_Exercise goal_
Can you rewrite the lines from the one containing "the man's hand" through the final line below as a JSON list of strings, one string per line, with blank lines left out and both end lines included?

_Excerpted data_
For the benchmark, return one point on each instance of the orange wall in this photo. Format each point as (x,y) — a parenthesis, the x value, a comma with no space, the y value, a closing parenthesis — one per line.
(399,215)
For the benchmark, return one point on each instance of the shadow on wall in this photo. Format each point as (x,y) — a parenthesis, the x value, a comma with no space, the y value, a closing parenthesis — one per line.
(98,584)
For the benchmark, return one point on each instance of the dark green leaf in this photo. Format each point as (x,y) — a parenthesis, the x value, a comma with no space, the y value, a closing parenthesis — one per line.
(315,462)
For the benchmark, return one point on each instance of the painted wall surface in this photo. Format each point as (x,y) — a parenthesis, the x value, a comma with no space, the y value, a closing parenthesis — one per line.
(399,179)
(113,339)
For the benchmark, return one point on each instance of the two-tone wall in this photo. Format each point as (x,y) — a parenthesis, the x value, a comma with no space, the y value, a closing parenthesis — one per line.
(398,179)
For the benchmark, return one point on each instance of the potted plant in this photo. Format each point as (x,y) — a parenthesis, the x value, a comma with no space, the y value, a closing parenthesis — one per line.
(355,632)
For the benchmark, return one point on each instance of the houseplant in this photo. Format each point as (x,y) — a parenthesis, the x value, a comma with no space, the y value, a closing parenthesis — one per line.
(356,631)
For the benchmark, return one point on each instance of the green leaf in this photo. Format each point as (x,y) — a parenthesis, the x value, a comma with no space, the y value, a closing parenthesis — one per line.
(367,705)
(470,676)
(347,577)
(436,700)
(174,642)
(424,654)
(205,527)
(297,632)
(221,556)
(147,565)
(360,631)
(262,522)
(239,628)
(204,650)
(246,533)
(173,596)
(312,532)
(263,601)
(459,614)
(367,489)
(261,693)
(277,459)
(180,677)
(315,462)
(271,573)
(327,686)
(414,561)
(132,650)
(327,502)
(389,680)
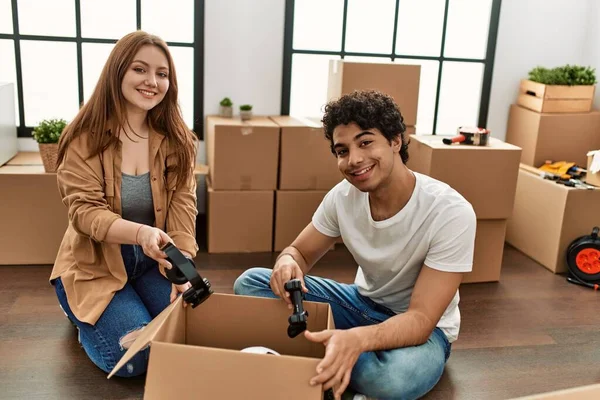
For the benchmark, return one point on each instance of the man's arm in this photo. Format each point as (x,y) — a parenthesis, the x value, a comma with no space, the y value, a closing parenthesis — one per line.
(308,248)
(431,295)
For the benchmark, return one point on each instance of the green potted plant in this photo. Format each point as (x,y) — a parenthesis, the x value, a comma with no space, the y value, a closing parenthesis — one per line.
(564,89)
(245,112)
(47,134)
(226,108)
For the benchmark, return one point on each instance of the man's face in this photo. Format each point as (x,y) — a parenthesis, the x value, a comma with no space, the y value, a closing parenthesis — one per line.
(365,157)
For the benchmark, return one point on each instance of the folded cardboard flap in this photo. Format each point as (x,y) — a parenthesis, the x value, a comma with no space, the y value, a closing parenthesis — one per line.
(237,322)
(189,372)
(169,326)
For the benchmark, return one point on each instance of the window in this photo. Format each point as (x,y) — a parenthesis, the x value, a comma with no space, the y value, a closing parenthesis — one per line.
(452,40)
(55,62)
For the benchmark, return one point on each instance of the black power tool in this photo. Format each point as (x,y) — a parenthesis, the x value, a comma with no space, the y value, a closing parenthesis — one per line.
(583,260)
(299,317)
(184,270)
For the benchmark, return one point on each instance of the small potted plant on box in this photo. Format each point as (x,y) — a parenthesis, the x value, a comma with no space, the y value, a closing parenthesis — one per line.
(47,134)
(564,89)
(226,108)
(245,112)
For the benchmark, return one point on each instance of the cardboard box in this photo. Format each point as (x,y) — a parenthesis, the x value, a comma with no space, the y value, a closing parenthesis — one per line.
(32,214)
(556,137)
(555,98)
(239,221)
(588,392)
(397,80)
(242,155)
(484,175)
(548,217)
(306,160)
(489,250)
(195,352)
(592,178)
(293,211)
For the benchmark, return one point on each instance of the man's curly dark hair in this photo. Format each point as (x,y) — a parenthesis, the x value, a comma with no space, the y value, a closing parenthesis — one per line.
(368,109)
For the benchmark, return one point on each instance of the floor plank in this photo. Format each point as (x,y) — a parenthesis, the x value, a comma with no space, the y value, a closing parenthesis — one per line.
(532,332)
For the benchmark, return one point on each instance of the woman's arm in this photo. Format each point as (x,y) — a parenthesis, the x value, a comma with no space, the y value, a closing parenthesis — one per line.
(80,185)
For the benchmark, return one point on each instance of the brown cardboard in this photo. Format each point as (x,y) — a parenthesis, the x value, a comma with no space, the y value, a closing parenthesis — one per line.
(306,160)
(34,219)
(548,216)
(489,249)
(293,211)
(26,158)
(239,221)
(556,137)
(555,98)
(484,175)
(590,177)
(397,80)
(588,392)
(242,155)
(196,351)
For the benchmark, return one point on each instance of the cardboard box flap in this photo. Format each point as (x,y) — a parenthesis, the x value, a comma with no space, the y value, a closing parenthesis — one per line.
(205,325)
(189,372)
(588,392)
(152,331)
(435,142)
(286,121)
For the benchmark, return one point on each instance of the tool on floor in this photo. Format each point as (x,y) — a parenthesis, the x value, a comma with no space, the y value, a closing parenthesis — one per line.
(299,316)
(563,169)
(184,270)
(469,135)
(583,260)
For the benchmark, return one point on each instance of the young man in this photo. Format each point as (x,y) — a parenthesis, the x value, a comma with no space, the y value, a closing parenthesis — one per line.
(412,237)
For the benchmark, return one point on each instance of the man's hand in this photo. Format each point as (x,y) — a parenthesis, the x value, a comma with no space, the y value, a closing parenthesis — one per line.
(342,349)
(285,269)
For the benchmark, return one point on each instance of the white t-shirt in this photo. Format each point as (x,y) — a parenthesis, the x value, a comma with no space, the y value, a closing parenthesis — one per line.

_Exercise solution_
[
  "For the benchmark, return one point on each instance of the man's hand in this photo. Format each point as (x,y) — a parenthesis, the x value, a comma with no space, the y value, a closing parenthesis — one per line.",
  "(342,349)",
  "(285,269)",
  "For the benchmark, return one point on each instance of the white t-shirt in this photo. Format each point as (x,y) — a parenthesis, the x value, a comma with no space, the y value, a closing parenthesis — one per line."
]